**TEXT TO READ**
START

We propose in this paper a graphene-coated tapered nanowire probe providing strong field enhancement in the infrared regimes. The analytical field distributions and characteristic equation of the supported surface plasmons mode are derived. Based on the adiabatic approximation, analytic methods are adopted in the investigation of field enhancement along the tapered region and show well consistence with the rigorous numerical simulations. Both the numerical and analytical results have shown that the graphene-coated nanowire probe could achieve an order of magnitude larger field enhancement than the metal-coated probes. The proposed probe may have promising applications for single molecule detection, measurement and nano-manipulation techniques.
© 2014 Optical Society of America
Mid-infrared radiation allows the analysis of a wide range of different material properties, including the chemical composition and structure of matter . Infrared spectroscopy is therefore an essential analytical tool in high-resolution imaging of sample topography properties. However, the diffraction limit challenges the development of highly integrated infrared optical devices .
Surface plasmons (SPs) are the electromagnetic excitations propagating along the interface between a dielectric and a conductor, evanescently confined in the perpendicular direction , providing solutions for overcoming the diffraction limit. The excitation of enhanced optical near-fields at plasmonic nanostructures [4–7] allows the localization of electromagnetic energy on the nanoscale . At nanotip, this effect has enabled a variety of applications, most prominent amongst them are scanning near-field optical microscopy (SNOM)  and tip-enhanced Raman spectroscopy (TERS) . Although various efforts have been made in the visible light band, nanofocusing in the mid-infrared spectral range is a widely unexplored terrain from both fundamental and applied perspectives . Graphene, a two-dimensional form of carbon with the atoms arranged in a honeycomb lattice , is a zero band-gap semiconductor, leading to the unique electronic and optical properties [12, 13]. Compared with the SPs on conventional plasmonic metals, graphene surface plasmons (GSPs) have shown better field confinement and could naturally be restricted on curved graphene surfaces , making it possible to achieve strong field enhancement on the probe tip at mid-infrared frequencies.
In this paper, we firstly present the confinement of fundamental SPs modes supported on graphene-coated and metal-coated nanowire waveguides. For acquiring deeper physical insight, analytical field distributions of the fundamental GSPs mode are derived and validated by the numerical simulations. Based on adiabatic approximation and numerical simulation, the field enhancement along graphene-coated nanowire waveguide has been discussed and compared with the results of metal-coated waveguides. The graphene-coated nanowire probe is proposed and investigated using the adiabatic theory and numerical simulation. Finally we compare the field localization and enhancement of the probe with circular aperture and the one with graphene-coated spherical tip.

END

**WHAT YOU ARE ASKED TO DO**
Continue the text on graphene-coated nanowire probes, starting right after its last sentence.

**RECORD SET**
START

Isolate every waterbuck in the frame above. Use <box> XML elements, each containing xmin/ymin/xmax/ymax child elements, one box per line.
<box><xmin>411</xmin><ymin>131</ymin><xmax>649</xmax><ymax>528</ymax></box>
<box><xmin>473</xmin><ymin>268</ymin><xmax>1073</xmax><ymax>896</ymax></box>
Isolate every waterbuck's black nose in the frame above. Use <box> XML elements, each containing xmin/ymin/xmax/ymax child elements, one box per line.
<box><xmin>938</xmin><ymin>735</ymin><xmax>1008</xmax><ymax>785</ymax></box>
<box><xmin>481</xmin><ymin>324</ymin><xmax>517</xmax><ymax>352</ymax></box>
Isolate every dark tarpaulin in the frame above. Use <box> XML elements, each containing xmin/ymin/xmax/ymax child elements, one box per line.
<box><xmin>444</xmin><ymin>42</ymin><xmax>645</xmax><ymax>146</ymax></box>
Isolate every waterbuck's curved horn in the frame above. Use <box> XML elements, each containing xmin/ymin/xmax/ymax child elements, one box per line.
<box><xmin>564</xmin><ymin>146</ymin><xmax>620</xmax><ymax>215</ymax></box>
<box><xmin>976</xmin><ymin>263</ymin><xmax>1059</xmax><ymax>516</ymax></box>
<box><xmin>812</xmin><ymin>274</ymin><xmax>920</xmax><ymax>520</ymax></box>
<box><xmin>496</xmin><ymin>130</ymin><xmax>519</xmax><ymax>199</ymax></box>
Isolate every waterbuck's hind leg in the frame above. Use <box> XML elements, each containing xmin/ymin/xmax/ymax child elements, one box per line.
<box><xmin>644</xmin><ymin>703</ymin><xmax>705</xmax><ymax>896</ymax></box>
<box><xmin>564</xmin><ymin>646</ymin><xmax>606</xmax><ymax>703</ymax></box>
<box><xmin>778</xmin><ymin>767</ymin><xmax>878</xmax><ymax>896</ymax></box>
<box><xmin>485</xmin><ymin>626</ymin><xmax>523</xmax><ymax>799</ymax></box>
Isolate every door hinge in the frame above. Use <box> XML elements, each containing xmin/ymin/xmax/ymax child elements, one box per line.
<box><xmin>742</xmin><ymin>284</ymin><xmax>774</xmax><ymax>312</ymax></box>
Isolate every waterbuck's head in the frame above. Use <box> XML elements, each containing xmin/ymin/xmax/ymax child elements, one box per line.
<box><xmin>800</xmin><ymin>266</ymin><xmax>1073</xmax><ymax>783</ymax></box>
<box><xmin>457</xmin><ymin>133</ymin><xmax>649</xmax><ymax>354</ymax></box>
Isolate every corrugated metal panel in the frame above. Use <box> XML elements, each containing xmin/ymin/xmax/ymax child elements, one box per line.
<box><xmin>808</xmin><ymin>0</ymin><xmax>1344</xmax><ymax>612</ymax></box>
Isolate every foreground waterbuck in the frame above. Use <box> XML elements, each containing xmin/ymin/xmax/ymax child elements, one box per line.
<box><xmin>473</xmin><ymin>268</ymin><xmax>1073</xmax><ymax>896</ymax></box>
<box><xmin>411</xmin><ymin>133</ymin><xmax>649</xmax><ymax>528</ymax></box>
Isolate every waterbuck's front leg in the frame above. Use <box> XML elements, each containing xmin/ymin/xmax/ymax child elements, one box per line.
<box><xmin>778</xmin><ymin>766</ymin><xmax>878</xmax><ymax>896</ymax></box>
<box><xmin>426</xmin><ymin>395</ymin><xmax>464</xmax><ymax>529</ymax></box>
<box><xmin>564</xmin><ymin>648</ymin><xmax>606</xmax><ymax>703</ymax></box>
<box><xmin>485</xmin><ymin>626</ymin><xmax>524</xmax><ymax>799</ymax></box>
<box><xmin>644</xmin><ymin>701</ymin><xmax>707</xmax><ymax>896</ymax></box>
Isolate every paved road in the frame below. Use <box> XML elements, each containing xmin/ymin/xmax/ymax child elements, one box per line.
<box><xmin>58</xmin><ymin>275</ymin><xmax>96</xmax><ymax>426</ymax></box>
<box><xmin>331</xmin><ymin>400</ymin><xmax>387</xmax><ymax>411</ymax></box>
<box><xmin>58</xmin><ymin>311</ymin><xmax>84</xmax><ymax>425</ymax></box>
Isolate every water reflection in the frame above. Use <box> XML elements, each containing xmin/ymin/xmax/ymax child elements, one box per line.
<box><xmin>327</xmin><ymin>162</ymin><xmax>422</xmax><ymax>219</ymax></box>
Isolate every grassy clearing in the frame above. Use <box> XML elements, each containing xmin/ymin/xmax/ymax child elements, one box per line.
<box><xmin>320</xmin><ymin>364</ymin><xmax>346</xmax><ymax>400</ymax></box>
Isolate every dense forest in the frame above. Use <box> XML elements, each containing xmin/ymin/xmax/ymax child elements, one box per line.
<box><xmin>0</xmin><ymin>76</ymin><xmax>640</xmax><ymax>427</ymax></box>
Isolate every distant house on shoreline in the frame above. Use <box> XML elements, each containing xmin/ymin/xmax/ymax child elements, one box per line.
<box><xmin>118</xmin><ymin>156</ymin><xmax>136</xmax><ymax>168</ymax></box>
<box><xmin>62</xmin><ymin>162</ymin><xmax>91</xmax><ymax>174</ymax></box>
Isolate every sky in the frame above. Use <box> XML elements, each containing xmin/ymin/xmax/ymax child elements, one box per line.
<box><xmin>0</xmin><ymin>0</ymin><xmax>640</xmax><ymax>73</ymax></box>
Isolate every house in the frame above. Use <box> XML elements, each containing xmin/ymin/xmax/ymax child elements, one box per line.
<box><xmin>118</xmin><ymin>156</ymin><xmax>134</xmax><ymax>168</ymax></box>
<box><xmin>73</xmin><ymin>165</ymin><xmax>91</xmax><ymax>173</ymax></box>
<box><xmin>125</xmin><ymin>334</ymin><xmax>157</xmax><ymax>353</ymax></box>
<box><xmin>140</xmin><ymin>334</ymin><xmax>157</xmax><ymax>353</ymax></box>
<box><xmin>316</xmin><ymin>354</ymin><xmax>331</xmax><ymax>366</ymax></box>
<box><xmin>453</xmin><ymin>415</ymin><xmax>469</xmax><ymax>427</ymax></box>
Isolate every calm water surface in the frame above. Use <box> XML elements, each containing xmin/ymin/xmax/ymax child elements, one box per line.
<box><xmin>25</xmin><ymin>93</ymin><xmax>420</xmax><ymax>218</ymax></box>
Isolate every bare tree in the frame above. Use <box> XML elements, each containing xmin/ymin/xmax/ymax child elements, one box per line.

END

**RESPONSE FOR THIS EXERCISE**
2. Graphene-coated nanowire waveguide
We initially investigate the performances of SPs mode on the graphene-coated nanowire waveguide and compare the results with metal-coated one. The graphene layer has been demonstrated experimentally that can be tightly coated on the nanowire due to van der Waals force [15–17]. The analysis would be conducted for the fundamental TM (transverse magnetic) SPs mode with the magnetic field having only Hϕ component and both electric and magnetic fields are independent of the angle ϕ. It has been already proved that only such mode could be supported on the nanowire with arbitrarily small radius [18, 19].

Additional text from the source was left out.